* **YOUR ASSIGNMENT**
In the records below, the line with "Objective — set a marker on each instance of the flower" opens the range and the line with "Objective — set a marker on each instance of the shadow" closes it; print that range exactly and nothing else.

DATASET ENTRIES START

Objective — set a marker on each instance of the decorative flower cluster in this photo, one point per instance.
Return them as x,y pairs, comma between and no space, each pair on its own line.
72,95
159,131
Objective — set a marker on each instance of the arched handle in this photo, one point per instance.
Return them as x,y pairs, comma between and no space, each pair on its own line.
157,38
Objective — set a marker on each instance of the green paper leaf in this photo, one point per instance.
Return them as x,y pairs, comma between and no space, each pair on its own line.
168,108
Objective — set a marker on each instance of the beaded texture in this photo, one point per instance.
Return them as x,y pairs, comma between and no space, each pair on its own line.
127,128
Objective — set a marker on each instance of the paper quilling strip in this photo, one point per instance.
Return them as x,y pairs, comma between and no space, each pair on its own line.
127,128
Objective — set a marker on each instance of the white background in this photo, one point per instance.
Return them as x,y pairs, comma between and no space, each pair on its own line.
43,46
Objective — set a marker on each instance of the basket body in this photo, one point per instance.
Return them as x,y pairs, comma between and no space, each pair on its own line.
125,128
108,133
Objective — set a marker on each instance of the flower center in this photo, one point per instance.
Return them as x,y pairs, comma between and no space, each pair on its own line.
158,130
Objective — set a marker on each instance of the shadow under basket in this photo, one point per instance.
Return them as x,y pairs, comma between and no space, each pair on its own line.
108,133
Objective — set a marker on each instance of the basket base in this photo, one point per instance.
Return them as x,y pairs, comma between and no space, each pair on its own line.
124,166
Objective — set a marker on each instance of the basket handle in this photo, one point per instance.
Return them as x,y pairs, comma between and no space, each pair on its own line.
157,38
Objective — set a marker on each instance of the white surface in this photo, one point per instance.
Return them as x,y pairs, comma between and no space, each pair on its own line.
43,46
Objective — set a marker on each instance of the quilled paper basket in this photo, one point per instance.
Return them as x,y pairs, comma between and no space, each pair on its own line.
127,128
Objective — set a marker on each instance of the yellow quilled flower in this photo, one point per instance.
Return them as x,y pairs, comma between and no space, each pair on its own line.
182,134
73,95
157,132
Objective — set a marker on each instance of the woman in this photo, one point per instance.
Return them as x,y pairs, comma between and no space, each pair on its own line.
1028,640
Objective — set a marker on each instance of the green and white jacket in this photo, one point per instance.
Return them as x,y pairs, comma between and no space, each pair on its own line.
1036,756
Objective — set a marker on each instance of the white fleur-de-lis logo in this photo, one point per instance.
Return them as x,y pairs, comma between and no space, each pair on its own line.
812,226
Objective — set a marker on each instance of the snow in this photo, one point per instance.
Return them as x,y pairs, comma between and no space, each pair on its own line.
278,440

DATASET ENTRIES END

* **EXERCISE SOLUTION**
Objective — set a marker on each instance of the flower center in this photo, one point per instance.
Return them as x,y pairs, comma between and no space, each pair on its own line.
158,130
Objective — set a marker on each instance of the shadow under basket in this photo, one point per instance.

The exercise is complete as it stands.